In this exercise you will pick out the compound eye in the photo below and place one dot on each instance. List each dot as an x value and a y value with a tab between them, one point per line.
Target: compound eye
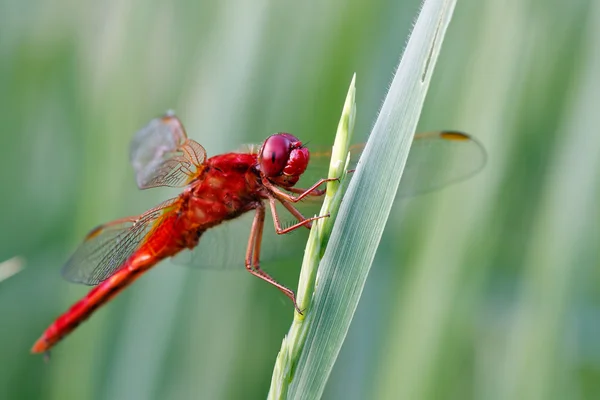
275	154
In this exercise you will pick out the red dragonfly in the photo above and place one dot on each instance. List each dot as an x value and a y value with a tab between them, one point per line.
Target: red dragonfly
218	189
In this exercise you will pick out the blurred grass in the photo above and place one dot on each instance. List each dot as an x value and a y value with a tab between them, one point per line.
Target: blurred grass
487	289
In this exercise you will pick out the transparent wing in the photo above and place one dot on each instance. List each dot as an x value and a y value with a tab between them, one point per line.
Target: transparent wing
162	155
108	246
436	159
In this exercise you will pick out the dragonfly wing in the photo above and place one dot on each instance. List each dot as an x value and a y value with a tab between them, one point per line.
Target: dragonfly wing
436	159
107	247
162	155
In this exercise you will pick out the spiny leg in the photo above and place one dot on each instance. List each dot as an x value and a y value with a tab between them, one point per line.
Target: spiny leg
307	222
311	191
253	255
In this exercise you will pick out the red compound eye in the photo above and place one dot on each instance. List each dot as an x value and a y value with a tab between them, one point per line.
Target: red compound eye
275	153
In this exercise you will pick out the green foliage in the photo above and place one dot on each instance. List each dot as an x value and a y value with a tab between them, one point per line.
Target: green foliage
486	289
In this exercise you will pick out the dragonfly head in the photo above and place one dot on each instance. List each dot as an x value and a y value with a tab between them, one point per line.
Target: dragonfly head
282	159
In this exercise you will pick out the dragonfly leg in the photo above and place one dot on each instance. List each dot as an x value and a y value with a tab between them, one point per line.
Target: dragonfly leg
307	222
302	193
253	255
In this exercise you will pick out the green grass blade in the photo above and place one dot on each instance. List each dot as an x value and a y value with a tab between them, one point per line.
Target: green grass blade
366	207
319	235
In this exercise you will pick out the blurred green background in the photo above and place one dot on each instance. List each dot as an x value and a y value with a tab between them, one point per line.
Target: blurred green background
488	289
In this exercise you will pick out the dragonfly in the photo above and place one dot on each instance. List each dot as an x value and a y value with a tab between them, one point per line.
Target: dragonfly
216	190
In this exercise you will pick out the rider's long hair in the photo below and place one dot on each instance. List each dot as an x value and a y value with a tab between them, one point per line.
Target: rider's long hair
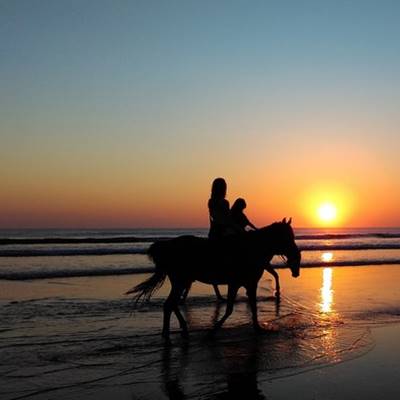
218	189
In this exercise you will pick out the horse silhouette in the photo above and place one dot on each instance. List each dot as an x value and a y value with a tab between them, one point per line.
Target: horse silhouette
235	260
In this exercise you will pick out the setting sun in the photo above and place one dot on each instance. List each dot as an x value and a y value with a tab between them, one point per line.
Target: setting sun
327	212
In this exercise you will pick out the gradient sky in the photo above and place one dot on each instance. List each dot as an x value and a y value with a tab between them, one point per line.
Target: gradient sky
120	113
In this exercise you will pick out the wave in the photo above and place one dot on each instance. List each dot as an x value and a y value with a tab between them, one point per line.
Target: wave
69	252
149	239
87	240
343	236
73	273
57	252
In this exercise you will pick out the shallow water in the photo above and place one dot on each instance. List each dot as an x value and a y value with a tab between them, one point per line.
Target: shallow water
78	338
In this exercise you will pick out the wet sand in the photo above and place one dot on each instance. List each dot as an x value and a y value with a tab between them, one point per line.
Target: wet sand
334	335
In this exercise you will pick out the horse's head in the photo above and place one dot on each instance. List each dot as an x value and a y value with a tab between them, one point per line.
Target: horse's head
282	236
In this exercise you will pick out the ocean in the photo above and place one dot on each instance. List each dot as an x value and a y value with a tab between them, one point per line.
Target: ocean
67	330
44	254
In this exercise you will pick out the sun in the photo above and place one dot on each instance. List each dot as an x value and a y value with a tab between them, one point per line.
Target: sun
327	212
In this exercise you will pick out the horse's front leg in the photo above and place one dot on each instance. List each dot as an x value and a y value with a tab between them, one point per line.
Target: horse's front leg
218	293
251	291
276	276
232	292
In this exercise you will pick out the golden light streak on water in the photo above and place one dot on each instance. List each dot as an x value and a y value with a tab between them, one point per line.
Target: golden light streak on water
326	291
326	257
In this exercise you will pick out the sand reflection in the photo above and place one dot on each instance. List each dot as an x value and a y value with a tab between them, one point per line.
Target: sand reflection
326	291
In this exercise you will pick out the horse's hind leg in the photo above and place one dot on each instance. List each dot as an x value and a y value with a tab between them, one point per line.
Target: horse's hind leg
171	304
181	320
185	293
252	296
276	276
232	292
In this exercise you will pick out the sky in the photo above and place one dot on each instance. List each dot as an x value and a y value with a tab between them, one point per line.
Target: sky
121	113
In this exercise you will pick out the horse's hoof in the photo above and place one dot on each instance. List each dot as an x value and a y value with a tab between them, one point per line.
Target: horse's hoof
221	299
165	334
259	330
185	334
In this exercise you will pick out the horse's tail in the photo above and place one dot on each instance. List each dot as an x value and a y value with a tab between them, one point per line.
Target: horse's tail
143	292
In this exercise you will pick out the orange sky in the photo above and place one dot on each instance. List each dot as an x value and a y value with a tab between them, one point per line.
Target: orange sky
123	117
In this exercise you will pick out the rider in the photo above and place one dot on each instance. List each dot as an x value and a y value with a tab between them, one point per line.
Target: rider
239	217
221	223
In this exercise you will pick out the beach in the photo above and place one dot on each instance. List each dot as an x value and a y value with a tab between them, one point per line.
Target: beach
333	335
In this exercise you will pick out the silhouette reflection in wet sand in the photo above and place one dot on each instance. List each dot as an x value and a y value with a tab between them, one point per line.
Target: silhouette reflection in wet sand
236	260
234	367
--
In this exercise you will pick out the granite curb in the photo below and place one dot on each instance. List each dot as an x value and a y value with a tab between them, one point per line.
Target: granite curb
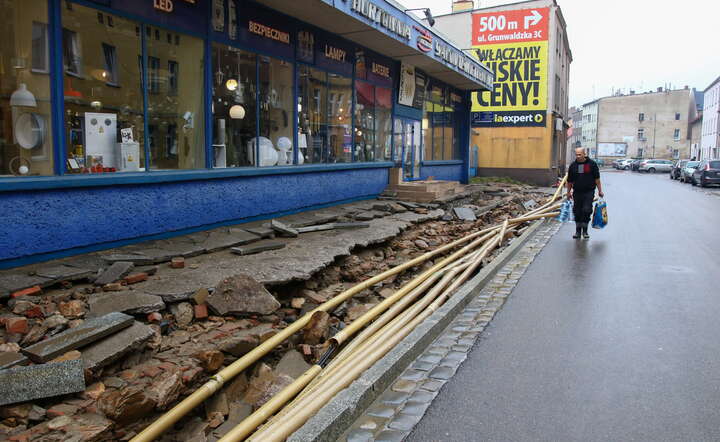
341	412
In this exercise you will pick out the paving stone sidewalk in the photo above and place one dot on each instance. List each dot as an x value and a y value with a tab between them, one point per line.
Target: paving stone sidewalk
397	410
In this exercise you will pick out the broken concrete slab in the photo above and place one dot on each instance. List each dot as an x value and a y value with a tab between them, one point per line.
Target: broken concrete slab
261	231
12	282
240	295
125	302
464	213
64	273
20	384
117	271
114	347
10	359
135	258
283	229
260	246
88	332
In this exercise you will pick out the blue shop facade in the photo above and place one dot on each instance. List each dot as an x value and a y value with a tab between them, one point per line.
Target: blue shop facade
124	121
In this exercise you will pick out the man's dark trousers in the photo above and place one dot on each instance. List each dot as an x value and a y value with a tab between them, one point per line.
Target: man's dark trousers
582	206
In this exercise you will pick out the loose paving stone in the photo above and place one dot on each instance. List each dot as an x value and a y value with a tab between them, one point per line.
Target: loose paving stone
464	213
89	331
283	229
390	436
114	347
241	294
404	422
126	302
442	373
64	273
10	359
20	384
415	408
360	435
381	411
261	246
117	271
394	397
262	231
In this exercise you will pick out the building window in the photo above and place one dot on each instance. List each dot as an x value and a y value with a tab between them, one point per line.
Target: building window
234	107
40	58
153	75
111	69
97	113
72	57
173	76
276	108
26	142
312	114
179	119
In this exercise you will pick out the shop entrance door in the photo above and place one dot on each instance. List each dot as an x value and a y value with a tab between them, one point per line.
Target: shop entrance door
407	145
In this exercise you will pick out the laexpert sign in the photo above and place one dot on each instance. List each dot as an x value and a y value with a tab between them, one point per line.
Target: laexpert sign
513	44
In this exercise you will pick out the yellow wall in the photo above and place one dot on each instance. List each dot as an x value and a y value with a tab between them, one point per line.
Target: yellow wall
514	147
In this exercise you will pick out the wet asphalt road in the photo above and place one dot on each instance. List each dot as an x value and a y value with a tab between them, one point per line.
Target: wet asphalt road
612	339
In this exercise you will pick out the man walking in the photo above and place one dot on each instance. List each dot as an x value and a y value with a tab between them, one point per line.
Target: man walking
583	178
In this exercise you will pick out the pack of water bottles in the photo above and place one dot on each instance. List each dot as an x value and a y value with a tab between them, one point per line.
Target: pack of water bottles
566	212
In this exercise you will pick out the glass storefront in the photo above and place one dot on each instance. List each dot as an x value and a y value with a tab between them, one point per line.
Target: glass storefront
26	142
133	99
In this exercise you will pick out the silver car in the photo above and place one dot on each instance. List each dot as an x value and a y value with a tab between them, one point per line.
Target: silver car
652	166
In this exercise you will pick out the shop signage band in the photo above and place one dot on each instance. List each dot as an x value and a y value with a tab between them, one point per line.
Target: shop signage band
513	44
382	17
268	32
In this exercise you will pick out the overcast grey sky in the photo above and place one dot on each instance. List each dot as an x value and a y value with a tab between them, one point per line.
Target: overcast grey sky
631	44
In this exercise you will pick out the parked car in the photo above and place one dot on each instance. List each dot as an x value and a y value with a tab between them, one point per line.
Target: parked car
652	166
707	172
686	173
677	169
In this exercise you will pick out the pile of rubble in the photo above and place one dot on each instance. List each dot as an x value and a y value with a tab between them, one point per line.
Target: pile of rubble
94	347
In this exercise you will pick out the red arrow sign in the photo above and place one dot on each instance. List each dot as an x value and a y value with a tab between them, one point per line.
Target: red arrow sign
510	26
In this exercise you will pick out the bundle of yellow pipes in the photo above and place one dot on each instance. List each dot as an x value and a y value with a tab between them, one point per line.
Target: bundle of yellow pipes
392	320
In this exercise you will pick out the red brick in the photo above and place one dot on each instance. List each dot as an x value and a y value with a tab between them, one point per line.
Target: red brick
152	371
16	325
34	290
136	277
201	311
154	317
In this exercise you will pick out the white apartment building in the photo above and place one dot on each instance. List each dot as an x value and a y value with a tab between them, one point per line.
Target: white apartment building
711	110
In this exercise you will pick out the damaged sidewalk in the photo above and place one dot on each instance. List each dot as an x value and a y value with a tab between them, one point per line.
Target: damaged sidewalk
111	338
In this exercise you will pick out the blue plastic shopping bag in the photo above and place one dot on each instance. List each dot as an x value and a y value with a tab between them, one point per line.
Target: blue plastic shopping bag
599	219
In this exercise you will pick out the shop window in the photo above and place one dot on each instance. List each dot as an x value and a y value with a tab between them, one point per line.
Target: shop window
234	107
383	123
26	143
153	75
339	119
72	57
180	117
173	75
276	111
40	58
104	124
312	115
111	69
==
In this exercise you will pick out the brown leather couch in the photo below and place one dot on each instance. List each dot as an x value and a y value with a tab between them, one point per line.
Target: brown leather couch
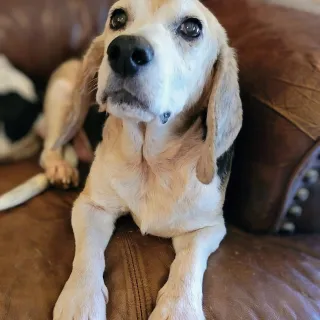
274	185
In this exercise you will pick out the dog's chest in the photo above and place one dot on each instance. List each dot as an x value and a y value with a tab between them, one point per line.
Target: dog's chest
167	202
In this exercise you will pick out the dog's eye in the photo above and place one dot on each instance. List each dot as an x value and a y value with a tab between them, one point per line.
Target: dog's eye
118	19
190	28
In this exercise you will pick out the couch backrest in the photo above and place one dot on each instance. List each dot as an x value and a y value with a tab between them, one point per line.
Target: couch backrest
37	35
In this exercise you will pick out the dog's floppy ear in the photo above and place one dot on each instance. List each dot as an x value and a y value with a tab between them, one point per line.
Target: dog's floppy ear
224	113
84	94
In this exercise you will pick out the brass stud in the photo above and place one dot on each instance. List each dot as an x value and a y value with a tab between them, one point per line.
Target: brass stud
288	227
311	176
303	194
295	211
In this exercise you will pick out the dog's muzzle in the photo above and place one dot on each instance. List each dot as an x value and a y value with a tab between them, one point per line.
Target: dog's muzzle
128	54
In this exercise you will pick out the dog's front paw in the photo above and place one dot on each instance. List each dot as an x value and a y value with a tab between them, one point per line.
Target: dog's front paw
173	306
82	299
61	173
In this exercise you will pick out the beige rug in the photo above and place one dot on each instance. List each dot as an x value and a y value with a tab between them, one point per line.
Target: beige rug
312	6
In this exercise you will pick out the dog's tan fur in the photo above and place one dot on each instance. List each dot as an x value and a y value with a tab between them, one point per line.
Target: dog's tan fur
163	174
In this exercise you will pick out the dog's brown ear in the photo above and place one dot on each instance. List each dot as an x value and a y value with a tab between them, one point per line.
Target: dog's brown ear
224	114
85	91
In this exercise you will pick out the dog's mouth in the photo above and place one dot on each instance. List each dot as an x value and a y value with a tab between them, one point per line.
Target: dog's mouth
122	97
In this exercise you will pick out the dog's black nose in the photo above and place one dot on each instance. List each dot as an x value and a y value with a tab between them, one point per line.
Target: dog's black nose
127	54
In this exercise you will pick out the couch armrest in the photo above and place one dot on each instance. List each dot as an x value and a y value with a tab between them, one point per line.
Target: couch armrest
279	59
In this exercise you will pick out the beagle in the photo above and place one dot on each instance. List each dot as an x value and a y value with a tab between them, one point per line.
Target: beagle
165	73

GOAL — How many lines in the entries above contain the string "shopping", matching case exactly? Reply with the number alone.

RESULT — 2